» WHAT NEEDS TO BE DONE: Return the complete listing that follows, with each line reproduced exactly.

Pointing records
(begin)

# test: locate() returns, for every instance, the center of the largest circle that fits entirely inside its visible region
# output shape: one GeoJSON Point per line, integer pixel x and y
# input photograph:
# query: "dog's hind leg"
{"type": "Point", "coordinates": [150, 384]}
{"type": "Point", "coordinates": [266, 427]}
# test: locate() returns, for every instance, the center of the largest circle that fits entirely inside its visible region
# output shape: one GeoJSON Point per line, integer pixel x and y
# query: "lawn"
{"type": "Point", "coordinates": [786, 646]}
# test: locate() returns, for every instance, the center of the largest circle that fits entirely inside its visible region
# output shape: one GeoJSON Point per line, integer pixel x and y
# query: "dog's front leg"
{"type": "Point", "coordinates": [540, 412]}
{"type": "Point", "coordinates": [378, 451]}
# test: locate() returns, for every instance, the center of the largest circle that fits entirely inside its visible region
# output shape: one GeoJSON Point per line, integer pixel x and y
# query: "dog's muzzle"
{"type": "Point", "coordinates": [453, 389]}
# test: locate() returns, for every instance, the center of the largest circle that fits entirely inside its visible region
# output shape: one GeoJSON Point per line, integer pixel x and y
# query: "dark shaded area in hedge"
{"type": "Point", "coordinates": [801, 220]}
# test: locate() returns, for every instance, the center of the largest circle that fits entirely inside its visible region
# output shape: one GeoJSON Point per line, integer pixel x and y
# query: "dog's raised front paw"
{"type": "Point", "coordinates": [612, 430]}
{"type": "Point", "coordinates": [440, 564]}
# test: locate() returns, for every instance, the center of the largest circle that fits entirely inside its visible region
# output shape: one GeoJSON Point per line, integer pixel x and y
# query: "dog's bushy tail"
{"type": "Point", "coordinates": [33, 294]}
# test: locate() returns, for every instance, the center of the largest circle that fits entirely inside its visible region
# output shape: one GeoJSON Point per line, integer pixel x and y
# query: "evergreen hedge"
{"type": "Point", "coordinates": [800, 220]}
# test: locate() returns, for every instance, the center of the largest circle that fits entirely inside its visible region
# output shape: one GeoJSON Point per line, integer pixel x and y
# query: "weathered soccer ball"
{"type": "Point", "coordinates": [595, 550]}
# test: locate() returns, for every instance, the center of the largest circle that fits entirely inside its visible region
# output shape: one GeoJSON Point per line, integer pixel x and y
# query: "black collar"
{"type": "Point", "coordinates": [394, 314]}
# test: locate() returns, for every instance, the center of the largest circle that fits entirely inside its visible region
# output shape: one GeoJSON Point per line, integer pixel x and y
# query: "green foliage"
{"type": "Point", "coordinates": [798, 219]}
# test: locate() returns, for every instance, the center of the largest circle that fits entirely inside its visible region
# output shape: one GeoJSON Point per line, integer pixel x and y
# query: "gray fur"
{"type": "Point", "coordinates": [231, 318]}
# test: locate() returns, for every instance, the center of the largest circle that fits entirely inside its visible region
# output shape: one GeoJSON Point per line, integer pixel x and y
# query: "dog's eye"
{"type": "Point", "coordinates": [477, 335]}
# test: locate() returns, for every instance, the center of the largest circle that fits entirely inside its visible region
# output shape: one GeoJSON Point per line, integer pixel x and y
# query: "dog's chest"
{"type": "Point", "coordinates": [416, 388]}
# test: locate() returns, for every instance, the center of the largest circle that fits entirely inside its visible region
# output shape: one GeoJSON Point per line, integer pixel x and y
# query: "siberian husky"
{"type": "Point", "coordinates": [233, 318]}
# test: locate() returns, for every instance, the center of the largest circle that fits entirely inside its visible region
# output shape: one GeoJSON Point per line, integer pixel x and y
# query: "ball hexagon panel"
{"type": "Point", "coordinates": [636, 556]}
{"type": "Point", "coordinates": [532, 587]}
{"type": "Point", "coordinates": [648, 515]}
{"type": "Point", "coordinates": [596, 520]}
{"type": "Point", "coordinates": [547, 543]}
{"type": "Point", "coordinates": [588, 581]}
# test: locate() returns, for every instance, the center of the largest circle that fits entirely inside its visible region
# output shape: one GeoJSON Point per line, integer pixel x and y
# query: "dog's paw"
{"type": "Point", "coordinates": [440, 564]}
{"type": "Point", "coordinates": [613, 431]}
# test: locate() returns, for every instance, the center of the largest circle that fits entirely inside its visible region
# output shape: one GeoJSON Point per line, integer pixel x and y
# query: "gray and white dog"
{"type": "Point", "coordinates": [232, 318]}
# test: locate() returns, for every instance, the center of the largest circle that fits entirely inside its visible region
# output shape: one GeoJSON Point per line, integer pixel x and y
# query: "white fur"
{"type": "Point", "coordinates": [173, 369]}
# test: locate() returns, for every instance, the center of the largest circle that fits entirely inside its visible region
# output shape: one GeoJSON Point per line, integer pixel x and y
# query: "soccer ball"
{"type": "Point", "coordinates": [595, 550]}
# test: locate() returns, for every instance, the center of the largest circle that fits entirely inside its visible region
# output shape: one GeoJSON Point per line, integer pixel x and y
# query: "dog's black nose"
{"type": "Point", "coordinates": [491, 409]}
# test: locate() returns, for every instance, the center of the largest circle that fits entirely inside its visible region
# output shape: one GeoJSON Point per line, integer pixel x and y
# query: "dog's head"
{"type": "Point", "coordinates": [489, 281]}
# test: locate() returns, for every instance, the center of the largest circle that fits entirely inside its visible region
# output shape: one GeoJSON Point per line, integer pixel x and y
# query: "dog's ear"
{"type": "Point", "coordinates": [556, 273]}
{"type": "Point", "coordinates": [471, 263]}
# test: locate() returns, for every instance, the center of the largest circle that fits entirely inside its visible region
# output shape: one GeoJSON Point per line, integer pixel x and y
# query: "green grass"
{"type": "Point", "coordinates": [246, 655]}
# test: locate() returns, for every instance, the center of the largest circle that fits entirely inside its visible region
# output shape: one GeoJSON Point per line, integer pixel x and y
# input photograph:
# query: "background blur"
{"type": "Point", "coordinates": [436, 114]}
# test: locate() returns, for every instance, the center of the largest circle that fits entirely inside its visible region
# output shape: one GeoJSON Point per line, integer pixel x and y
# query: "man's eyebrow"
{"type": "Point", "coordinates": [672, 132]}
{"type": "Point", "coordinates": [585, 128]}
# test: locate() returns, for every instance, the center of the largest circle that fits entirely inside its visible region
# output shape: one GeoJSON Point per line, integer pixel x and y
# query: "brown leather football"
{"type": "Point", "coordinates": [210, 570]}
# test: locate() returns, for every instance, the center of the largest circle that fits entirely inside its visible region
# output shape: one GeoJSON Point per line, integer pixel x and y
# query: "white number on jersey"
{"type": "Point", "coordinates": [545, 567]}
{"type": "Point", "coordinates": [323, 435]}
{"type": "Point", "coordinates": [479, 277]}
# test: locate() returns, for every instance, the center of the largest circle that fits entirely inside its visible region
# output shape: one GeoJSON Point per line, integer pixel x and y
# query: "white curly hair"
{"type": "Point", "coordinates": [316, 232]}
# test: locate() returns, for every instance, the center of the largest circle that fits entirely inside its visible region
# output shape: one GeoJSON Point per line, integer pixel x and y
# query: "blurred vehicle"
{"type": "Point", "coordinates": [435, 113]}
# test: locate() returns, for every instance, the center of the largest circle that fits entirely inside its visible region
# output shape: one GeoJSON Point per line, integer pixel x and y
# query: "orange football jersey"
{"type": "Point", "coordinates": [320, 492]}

(end)

» TASK OUTPUT:
# test: locate() returns, for every instance, the center of the largest circle that fits entirely inside its visible region
# output shape: one GeoJSON Point per line, integer pixel x and y
# input photograph:
# query: "dog's hind leg"
{"type": "Point", "coordinates": [150, 384]}
{"type": "Point", "coordinates": [266, 427]}
# test: locate() returns, for every instance, the center of the largest circle that fits entirely inside its visible region
# output shape: one GeoJSON Point per line, integer pixel x and y
# query: "lawn"
{"type": "Point", "coordinates": [786, 646]}
# test: locate() returns, for every instance, the center of the largest circle that fits entirely inside its visible region
# output shape: one GeoJSON Point per line, integer pixel x and y
# query: "dog's front leg"
{"type": "Point", "coordinates": [540, 412]}
{"type": "Point", "coordinates": [378, 451]}
# test: locate() returns, for every instance, the center of the largest circle that fits entirely inside its visible region
# output shape: one GeoJSON Point per line, integer pixel x and y
# query: "dog's muzzle"
{"type": "Point", "coordinates": [453, 389]}
# test: locate() returns, for every instance, the center of the largest circle that fits entirely inside its visible region
# output shape: one GeoJSON Point per line, integer pixel x and y
# query: "dark shaded area in hedge"
{"type": "Point", "coordinates": [801, 220]}
# test: locate() returns, for every instance, the center of the largest circle that fits entirely inside its visible region
# output shape: one GeoJSON Point per line, integer pixel x and y
# query: "dog's raised front paw"
{"type": "Point", "coordinates": [612, 430]}
{"type": "Point", "coordinates": [440, 564]}
# test: locate() returns, for every instance, the center of the largest circle that fits entirely inside its visible region
# output shape: one GeoJSON Point per line, integer pixel x and y
# query: "dog's bushy tail"
{"type": "Point", "coordinates": [33, 294]}
# test: locate() returns, for every instance, the center of the largest circle that fits entirely inside its visible region
# output shape: one GeoJSON Point per line, integer pixel x and y
# query: "evergreen hedge"
{"type": "Point", "coordinates": [800, 220]}
# test: locate() returns, for every instance, the center of the largest circle that fits entirely inside its visible region
# output shape: one GeoJSON Point per line, integer pixel x and y
# query: "weathered soccer ball"
{"type": "Point", "coordinates": [595, 550]}
# test: locate() returns, for every instance, the center of the largest circle that fits entirely inside its visible region
# output shape: one GeoJSON Point per line, integer pixel x and y
# query: "black collar"
{"type": "Point", "coordinates": [394, 314]}
# test: locate() returns, for every instance, the center of the largest circle that fits entirely inside its visible region
# output shape: one GeoJSON Point per line, integer pixel x and y
# query: "green foliage"
{"type": "Point", "coordinates": [798, 219]}
# test: locate() returns, for every instance, the center of the largest circle that fits entirely inside its visible region
# output shape: one GeoJSON Point per line, integer pixel x and y
# query: "gray fur"
{"type": "Point", "coordinates": [231, 318]}
# test: locate() returns, for every instance, the center of the largest circle that fits entirely inside its visible region
# output shape: one GeoJSON Point per line, integer pixel x and y
# query: "dog's eye"
{"type": "Point", "coordinates": [477, 335]}
# test: locate() returns, for every instance, the center of the largest circle that fits entirely inside its visible region
# output shape: one GeoJSON Point per line, integer pixel x and y
# query: "dog's chest"
{"type": "Point", "coordinates": [416, 388]}
# test: locate() returns, for every instance, the center of the largest circle that fits entirely inside its visible region
# output shape: one GeoJSON Point per line, integer pixel x and y
# query: "siberian husky"
{"type": "Point", "coordinates": [233, 318]}
# test: locate() returns, for every instance, the center of the largest circle that fits entirely inside its visible region
# output shape: one GeoJSON Point per line, integer pixel x and y
# query: "ball hexagon panel"
{"type": "Point", "coordinates": [636, 556]}
{"type": "Point", "coordinates": [532, 587]}
{"type": "Point", "coordinates": [648, 515]}
{"type": "Point", "coordinates": [596, 520]}
{"type": "Point", "coordinates": [547, 543]}
{"type": "Point", "coordinates": [588, 581]}
# test: locate() returns, for every instance, the center of the largest circle that fits entirely inside its visible region
# output shape: one GeoJSON Point per line, integer pixel x and y
# query: "dog's paw"
{"type": "Point", "coordinates": [440, 564]}
{"type": "Point", "coordinates": [613, 431]}
# test: locate() returns, for every instance, the center of the largest circle that fits entirely inside its visible region
# output shape: one GeoJSON Point per line, integer pixel x and y
# query: "gray and white dog"
{"type": "Point", "coordinates": [232, 318]}
# test: locate() returns, for every instance, the center of the largest circle that fits entirely inside its visible region
# output shape: one GeoJSON Point per line, integer pixel x and y
# query: "white fur"
{"type": "Point", "coordinates": [173, 369]}
# test: locate() returns, for every instance, the center of the largest circle that fits entirely inside its visible region
# output shape: one GeoJSON Point per line, integer pixel x and y
# query: "soccer ball"
{"type": "Point", "coordinates": [595, 550]}
# test: locate() returns, for every instance, the center of the largest circle that fits entirely inside its visible region
# output shape: one GeoJSON Point per line, integer pixel x and y
# query: "dog's black nose"
{"type": "Point", "coordinates": [491, 409]}
# test: locate() returns, for every instance, the center of the largest circle that fits entirely inside its visible region
# output shape: one GeoJSON Point per line, integer pixel x and y
# query: "dog's head"
{"type": "Point", "coordinates": [489, 281]}
# test: locate() returns, for every instance, the center of the largest circle that fits entirely inside its visible region
# output shape: one GeoJSON Point per line, integer pixel x and y
# query: "dog's ear"
{"type": "Point", "coordinates": [556, 273]}
{"type": "Point", "coordinates": [471, 263]}
# test: locate() returns, for every instance, the center of the largest circle that fits entirely inside its visible region
# output shape: one GeoJSON Point per line, integer pixel x and y
# query: "green grass"
{"type": "Point", "coordinates": [246, 655]}
# test: locate() returns, for every instance, the center of the largest circle that fits entirely inside its visible region
# output shape: one GeoJSON Point per line, integer pixel x and y
# input photograph:
# query: "background blur"
{"type": "Point", "coordinates": [436, 114]}
# test: locate() returns, for every instance, the center of the largest circle that fits entirely inside its visible region
# output shape: one GeoJSON Point per line, integer pixel x and y
# query: "man's eyebrow"
{"type": "Point", "coordinates": [672, 132]}
{"type": "Point", "coordinates": [585, 128]}
# test: locate() returns, for every instance, the center of the largest circle that fits entirely inside its visible region
# output shape: one GeoJSON Point per line, integer pixel x and y
# query: "brown leather football"
{"type": "Point", "coordinates": [210, 570]}
# test: locate() returns, for every instance, the center of the largest circle that fits entirely inside its visible region
# output shape: one GeoJSON Point per line, integer pixel x and y
# query: "white number on jersey"
{"type": "Point", "coordinates": [545, 567]}
{"type": "Point", "coordinates": [323, 435]}
{"type": "Point", "coordinates": [479, 277]}
# test: locate() returns, for every instance, the center of the largest circle that fits entirely inside its visible region
# output shape: one GeoJSON Point per line, integer pixel x and y
# query: "white curly hair"
{"type": "Point", "coordinates": [316, 232]}
# test: locate() returns, for every instance, the center of the largest circle that fits entirely inside its visible region
# output shape: one GeoJSON Point per line, integer pixel x and y
# query: "blurred vehicle"
{"type": "Point", "coordinates": [435, 113]}
# test: locate() returns, for every instance, the center of the largest circle that fits entirely inside its visible region
# output shape: one GeoJSON Point per line, integer pixel x and y
# query: "orange football jersey"
{"type": "Point", "coordinates": [320, 492]}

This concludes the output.